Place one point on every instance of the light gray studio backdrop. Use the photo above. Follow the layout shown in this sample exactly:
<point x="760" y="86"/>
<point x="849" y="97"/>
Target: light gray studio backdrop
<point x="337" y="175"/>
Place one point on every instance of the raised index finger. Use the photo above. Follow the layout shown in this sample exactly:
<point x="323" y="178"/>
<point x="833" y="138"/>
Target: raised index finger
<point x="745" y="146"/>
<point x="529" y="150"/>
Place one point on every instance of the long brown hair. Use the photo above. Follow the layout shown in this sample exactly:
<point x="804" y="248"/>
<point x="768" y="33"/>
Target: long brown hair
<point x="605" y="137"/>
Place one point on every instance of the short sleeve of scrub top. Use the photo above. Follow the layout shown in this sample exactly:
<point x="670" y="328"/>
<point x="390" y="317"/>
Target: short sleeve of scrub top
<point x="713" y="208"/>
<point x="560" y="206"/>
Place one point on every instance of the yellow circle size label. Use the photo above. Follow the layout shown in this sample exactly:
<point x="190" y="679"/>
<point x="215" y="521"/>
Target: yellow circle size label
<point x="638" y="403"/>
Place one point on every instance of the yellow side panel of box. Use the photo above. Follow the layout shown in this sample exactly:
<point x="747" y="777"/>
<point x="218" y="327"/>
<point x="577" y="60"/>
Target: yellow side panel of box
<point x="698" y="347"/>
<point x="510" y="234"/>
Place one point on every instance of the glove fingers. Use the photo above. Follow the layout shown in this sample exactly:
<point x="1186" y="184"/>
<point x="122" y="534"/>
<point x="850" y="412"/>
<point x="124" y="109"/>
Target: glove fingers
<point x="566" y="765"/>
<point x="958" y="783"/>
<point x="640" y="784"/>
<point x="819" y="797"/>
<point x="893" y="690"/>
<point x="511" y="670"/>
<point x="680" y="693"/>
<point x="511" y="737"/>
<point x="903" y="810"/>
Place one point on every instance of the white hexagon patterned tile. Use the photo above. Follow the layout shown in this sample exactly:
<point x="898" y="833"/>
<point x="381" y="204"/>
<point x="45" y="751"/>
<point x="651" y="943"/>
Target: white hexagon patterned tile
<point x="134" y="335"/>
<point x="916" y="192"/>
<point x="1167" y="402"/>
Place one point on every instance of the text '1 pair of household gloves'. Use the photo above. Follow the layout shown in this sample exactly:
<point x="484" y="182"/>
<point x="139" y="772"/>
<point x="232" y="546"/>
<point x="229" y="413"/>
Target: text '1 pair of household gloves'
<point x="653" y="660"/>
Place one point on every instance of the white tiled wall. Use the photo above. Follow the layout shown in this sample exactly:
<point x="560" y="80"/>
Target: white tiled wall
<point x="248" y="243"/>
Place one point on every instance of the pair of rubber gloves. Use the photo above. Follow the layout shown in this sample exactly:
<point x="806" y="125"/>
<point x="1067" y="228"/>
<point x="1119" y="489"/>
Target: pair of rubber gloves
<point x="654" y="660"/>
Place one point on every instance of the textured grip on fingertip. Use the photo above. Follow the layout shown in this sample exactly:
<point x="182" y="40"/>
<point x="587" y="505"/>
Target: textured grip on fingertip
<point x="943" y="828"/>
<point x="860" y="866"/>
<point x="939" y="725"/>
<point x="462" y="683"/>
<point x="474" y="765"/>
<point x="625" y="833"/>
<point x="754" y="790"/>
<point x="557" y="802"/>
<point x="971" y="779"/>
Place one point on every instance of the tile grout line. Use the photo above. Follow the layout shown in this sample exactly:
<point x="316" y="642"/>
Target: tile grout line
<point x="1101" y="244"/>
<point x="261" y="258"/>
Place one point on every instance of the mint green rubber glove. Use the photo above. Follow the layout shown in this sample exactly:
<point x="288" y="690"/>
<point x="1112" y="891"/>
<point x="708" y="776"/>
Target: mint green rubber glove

□ □ □ □ □ □ □

** Stated goal **
Reproduce the full listing above, character for character.

** Exercise result **
Place one point on every instance of the light gray studio backdrop. Use the photo above. Follow the layout shown in this sample exactly:
<point x="760" y="86"/>
<point x="849" y="97"/>
Target: light gray studio backdrop
<point x="337" y="175"/>
Place one point on every instance of the raised index finger. Use the photo above. Follow the layout shown in this sample exactly:
<point x="323" y="178"/>
<point x="833" y="138"/>
Target: raised index finger
<point x="745" y="146"/>
<point x="529" y="150"/>
Place one point on every instance of the long brown hair. Use the photo above. Follow the layout shown in this sample exactly:
<point x="804" y="248"/>
<point x="768" y="33"/>
Target: long brown hair
<point x="605" y="137"/>
Place one point on every instance of the short sleeve of scrub top. Use the photo above. Follow the layout shown in this sample exactly:
<point x="670" y="328"/>
<point x="390" y="317"/>
Target: short sleeve of scrub top
<point x="713" y="208"/>
<point x="560" y="206"/>
Place one point on every instance of the yellow circle size label. Use the photo above. Follow the layout shown in this sample exactly:
<point x="190" y="679"/>
<point x="215" y="521"/>
Target: yellow circle size label
<point x="638" y="403"/>
Place one point on every instance of the yellow side panel of box. Use the photo above. Follow the layout shown in this sample exactly:
<point x="747" y="777"/>
<point x="218" y="327"/>
<point x="577" y="60"/>
Target: yellow side panel of box
<point x="698" y="347"/>
<point x="510" y="234"/>
Place one point on every instance of the glove fingers. Use the photo above. Follow the layout shown in this sample exactly:
<point x="1186" y="184"/>
<point x="122" y="534"/>
<point x="850" y="412"/>
<point x="124" y="109"/>
Target: glove fingers
<point x="566" y="765"/>
<point x="958" y="783"/>
<point x="640" y="784"/>
<point x="819" y="797"/>
<point x="893" y="690"/>
<point x="511" y="670"/>
<point x="680" y="693"/>
<point x="511" y="737"/>
<point x="903" y="810"/>
Place one point on every instance of the white hexagon patterned tile. Use the photo above. Follow the layout shown in this sample exactly:
<point x="898" y="833"/>
<point x="381" y="204"/>
<point x="45" y="751"/>
<point x="651" y="943"/>
Target: white hexagon patterned tile
<point x="134" y="335"/>
<point x="916" y="192"/>
<point x="1167" y="402"/>
Place one point on every instance of the text '1 pair of household gloves'. Use the photo above. Follow the layout shown in this sample exactly:
<point x="484" y="182"/>
<point x="139" y="772"/>
<point x="232" y="546"/>
<point x="229" y="413"/>
Target: text '1 pair of household gloves'
<point x="653" y="660"/>
Place one point on every instance of the white tiled wall. Use the photo above. Follow the layout shown in this sample exactly:
<point x="560" y="80"/>
Target: white tiled wall
<point x="248" y="243"/>
Place one point on every instance of the pair of rubber gloves. Use the photo above. Follow the layout shown in this sample exactly:
<point x="806" y="125"/>
<point x="1067" y="228"/>
<point x="1119" y="489"/>
Target: pair of rubber gloves
<point x="654" y="660"/>
Place one point on every instance of the textured grip on fingertip. Use the photo above. Follow the layout shown in this sample exactly:
<point x="182" y="40"/>
<point x="587" y="505"/>
Target: textured grip on fingertip
<point x="943" y="828"/>
<point x="860" y="866"/>
<point x="939" y="725"/>
<point x="462" y="683"/>
<point x="474" y="765"/>
<point x="625" y="833"/>
<point x="754" y="790"/>
<point x="557" y="802"/>
<point x="971" y="779"/>
Place one point on every instance of the tile grout line. Use the photo above. Follow the layout shown in this sample exactly:
<point x="316" y="642"/>
Target: tile grout line
<point x="1101" y="244"/>
<point x="261" y="258"/>
Place one point on every instance of the mint green rubber glove. Use the photo above. Follow the layout shown in this sample exactly:
<point x="288" y="690"/>
<point x="1112" y="891"/>
<point x="708" y="776"/>
Target: mint green rubber glove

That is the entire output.